* TASK REQUIREMENTS: Can you restate the records below word for word?

* AVAILABLE DATA:
__________________________________________________

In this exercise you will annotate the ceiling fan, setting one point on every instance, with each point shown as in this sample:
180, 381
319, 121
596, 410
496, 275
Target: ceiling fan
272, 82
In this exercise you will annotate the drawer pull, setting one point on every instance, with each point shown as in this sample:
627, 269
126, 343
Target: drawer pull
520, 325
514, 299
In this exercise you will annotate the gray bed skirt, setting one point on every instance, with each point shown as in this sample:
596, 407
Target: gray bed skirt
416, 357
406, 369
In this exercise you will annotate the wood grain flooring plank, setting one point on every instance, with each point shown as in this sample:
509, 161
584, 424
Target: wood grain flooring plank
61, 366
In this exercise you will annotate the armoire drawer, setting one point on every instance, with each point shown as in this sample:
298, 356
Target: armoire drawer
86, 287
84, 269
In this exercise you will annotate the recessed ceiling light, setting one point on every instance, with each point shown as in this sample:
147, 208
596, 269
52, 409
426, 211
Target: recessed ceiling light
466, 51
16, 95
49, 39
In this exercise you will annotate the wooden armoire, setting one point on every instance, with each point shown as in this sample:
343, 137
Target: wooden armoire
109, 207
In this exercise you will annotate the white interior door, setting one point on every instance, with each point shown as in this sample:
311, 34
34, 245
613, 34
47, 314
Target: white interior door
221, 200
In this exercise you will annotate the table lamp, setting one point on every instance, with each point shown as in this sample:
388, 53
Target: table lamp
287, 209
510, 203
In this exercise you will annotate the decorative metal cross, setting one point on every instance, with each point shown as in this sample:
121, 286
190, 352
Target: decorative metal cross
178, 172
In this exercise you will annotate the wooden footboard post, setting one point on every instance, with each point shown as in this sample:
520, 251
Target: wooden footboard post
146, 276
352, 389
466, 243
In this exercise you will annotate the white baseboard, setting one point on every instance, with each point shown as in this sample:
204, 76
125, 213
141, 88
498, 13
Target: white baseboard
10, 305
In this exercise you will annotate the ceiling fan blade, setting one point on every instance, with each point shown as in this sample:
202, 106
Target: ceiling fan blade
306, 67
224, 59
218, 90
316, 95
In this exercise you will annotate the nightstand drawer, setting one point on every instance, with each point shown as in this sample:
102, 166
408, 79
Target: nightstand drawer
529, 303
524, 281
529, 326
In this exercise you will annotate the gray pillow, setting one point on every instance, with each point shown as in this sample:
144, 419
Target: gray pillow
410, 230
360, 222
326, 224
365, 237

__________________________________________________

* CORRECT RESULT:
In this exercise you will annotate the ceiling fan, setting one point on every instance, with each point shown as in this sample:
180, 381
319, 121
596, 410
496, 275
Target: ceiling fan
272, 82
In this exercise you will annotate the drawer pull, setting one point on every instance, with each point shown as in this sample:
627, 269
126, 343
Target: drawer pull
520, 325
514, 299
In this exercise you will annotate the gray bed skirt, setting one point on every instance, with each point shown as in this sample:
596, 407
Target: gray bed skirt
416, 357
406, 369
In this exercise you will annotate the wood grain flooring plank, setting one point on every instance, with each point shown as in this sample:
509, 161
584, 424
Target: wood grain flooring plank
61, 366
In this exercise you will annotate the armoire drawer, setting one point on every instance, with each point shown as in this sample:
298, 356
Target: armoire drawer
86, 287
84, 269
In this exercise you will annotate the recessed ceiling light, setting one point on every instance, with each point shown as in this sample:
147, 208
596, 269
52, 409
426, 211
Target: recessed ceiling light
466, 51
16, 95
49, 39
In this exercise you will annotate the wooden armoire, setting one point on every instance, with each point shown as in this sample:
343, 137
Target: wooden armoire
109, 207
In this exercise you will annotate the white interior door, setting one point on every instance, with each point shown as in this sample:
311, 34
34, 245
613, 34
47, 314
Target: white interior door
221, 200
In this exercise you will annotate the table lamp, setting one point on every instance, with each point shown as in this sample:
388, 53
Target: table lamp
287, 209
510, 203
In this exercise you will annotate the decorative metal cross, setting one point on every instance, with each point shown as in this sample:
121, 286
190, 352
Target: decorative metal cross
178, 172
In this exercise you will annotate the wooden footboard post, setting one point on every instance, with each point shown as in this sample:
520, 251
Target: wooden footboard post
146, 276
352, 389
466, 243
In this exercise you will annotate the white baseboard, setting one point on every instance, with each point shown as in this sample:
204, 76
125, 213
141, 88
498, 13
Target: white baseboard
10, 305
In this exercise you will annotate the ceiling fan blade, setting one point on every instance, with each point shown as in this sample:
202, 106
Target: ceiling fan blade
306, 67
224, 59
218, 90
316, 95
In this exercise you will annotate the nightstand drawer, setting one point on every instance, with each point shown as in this sample:
102, 166
408, 79
Target: nightstand drawer
529, 303
524, 281
529, 326
In this exercise you will annotate the gray pillow, setting one point on every instance, with each point shown as in this sample:
144, 419
Target: gray pillow
410, 230
360, 222
326, 224
365, 237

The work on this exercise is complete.